(Referring expression pointing data)
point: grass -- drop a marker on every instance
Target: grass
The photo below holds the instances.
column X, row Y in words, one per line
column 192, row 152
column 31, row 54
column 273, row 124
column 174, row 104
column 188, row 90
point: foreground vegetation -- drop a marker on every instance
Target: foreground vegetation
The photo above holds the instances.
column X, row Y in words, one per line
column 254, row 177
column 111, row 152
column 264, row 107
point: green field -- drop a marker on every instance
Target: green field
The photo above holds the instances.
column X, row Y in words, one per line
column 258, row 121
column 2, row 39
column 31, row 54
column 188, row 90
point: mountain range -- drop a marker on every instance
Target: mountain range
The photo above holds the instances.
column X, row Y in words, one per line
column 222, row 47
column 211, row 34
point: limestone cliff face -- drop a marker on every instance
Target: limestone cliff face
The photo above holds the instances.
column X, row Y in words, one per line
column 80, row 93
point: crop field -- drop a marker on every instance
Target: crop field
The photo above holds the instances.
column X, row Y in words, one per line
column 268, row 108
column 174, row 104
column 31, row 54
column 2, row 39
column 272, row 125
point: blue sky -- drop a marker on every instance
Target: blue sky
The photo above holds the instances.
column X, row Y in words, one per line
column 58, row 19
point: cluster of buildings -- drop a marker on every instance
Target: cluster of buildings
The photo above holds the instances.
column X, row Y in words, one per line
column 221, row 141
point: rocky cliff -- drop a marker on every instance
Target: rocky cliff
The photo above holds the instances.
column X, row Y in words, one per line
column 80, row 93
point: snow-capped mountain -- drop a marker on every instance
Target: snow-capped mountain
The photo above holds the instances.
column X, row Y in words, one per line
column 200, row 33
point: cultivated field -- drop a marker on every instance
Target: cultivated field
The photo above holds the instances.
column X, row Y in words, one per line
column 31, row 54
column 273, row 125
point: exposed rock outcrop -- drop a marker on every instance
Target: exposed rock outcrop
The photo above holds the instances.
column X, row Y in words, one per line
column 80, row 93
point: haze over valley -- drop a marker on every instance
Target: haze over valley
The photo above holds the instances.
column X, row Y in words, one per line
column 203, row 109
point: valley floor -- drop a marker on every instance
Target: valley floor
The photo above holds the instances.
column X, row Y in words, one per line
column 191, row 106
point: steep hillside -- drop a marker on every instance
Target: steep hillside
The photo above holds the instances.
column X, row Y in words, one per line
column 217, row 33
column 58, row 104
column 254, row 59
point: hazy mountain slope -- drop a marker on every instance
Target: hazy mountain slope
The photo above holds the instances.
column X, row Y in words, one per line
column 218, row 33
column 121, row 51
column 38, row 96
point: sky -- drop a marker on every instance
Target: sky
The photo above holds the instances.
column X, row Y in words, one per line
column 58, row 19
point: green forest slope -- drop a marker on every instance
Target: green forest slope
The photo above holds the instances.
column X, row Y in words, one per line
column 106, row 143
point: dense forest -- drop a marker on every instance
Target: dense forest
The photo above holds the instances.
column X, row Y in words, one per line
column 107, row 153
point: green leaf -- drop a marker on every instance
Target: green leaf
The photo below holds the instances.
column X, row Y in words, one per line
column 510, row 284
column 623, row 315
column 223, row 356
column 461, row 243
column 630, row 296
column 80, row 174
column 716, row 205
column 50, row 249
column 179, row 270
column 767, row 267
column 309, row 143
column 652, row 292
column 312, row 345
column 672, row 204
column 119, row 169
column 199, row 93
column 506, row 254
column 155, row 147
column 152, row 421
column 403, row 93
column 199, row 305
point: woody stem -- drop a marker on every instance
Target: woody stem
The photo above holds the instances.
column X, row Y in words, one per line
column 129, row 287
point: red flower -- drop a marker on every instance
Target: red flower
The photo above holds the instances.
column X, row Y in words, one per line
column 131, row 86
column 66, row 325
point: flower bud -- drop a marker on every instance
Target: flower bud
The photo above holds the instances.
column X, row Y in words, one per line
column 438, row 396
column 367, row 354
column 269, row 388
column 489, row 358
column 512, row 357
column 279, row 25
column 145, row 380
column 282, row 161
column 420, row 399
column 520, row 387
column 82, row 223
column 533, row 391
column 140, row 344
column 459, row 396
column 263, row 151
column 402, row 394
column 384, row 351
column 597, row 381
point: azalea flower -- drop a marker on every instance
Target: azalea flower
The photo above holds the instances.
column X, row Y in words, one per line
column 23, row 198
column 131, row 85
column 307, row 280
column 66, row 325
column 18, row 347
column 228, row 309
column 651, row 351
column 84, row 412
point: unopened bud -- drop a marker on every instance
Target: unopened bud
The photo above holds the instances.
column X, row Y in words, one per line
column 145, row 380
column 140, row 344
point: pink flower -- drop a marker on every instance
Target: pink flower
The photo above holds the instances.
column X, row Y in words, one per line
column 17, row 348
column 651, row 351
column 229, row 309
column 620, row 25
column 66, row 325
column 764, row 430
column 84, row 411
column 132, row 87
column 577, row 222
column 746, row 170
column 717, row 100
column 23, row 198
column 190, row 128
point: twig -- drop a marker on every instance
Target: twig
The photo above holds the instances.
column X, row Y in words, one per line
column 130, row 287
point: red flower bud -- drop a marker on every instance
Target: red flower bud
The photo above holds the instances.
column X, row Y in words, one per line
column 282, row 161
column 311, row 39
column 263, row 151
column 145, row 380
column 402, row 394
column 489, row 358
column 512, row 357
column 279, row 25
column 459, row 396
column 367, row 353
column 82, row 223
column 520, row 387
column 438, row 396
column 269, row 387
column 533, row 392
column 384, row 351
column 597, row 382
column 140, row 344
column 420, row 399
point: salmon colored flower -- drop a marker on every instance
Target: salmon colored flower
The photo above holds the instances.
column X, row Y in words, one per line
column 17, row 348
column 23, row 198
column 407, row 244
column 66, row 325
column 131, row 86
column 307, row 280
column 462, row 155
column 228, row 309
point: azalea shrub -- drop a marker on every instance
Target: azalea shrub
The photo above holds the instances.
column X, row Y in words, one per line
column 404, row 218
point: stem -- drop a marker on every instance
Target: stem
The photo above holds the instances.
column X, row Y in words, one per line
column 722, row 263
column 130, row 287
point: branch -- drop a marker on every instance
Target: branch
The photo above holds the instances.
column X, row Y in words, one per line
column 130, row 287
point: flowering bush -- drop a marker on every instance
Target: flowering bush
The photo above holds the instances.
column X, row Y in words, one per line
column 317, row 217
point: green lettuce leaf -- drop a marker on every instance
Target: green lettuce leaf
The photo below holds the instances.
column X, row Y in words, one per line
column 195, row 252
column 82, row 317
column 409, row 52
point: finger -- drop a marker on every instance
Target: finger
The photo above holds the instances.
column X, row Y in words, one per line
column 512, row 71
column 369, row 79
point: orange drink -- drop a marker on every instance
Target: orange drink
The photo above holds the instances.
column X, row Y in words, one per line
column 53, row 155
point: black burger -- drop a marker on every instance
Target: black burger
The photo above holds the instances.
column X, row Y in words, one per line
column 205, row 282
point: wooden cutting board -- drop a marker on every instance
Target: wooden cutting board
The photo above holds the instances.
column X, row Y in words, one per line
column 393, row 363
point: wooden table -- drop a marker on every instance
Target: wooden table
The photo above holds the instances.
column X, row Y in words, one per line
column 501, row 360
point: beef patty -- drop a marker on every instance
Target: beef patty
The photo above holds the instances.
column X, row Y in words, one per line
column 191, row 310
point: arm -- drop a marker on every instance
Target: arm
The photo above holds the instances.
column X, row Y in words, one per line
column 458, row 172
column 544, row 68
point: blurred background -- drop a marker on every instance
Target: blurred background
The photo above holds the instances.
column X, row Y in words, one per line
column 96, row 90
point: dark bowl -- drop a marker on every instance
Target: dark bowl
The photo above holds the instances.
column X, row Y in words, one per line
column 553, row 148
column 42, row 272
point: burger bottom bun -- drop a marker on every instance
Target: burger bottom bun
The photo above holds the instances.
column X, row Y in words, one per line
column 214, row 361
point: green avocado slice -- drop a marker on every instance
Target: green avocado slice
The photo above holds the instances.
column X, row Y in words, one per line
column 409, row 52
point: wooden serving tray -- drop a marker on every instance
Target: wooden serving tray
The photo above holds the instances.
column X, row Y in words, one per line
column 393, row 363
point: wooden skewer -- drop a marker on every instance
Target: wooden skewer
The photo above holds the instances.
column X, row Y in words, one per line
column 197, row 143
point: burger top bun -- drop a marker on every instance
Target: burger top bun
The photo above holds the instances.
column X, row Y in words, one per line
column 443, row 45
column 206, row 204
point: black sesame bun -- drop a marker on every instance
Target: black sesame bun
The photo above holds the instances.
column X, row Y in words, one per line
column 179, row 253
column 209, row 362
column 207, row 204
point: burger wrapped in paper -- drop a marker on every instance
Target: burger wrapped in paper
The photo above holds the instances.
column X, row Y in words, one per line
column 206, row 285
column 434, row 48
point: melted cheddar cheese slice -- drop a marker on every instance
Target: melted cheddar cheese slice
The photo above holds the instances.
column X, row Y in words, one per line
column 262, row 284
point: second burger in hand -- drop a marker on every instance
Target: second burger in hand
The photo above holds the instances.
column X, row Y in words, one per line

Work instructions | Return, word for word, every line from the top of the entries down to the line that holds "point: foreground vegetation", both included.

Task result |
point: grass -- drop a marker on every instance
Target: grass
The photo below holds the instances.
column X, row Y in words, one per line
column 192, row 152
column 31, row 54
column 273, row 124
column 174, row 104
column 188, row 90
point: foreground vegetation -- drop a marker on every instance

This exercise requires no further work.